*** Opening of DOCUMENT EXCERPT ***

Lots of young EAs are struggling with the issue of whether, when, where, and how to have kids, and whether becoming a parent will undermine being an Effective Altruist, in terms of opportunities costs such as career, time, energy, money, focus, and values.
For whatever it's worth, I'm happy to answer any questions you might have about parenting -- its pros and cons, ethics, practicalities, etc.
Background: I'm a 57-year-old dad; I've raised a 26-year-old daughter and a 6-month-old baby. I've also helped raise a teenage step-son, and I come from a big, close-knit family (I have about 30 cousins.) I've lived as a parent in the US (mostly), UK, and Australia. I'm also a psychology professor who's taught courses on parenting-relevant topics such as behavior genetics, educational psychology, evolutionary psychology, human intelligence, evolutionary game theory, and decision making. I've been involved in EA for the last 6 years, and I have a pronatalist orientation, with an interest in population ethics, reproductive bioethics, gamete donation, and cognitive and moral enhancement. I'm not an expert on every practical or scientific issue about parenting, but maybe my perspective could be useful to some EAs.

*** Close of DOCUMENT EXCERPT ***
*** Opening of GIVEN INFORMATION ***

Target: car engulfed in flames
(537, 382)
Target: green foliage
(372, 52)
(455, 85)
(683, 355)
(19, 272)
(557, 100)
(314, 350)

*** Close of GIVEN INFORMATION ***

* DESCRIPTION OF THE TASK: Continue the post on parenting as an Effective Altruist, starting after its last sentence.

* EXERCISE RESULT:
Cornelis -- from my evolutionary psychologist perspective, a big difference between becoming a parent and becoming a super-generous donor, is that we've evolved for 70 million years to be good mammalian mothers, and for about 3 million years to be good, high-investing, hominid fathers. So there are many evolved adaptations for parenting just waiting to get switched on after kids arrive, that make parenting feel generally rewarding. (Likewise, kids evolved to be cute, charming, and interesting to their parents, so it's a coevolutionary interaction.)
The basic problem is that with contraception, we're not in a situation where kids just start popping out after we start falling in love and having sex, so many young people don't have the experience of feeling their parental adaptations get activated automatically by kids arriving. So there were quite limited selection pressures to 'want kids' before kids arrived.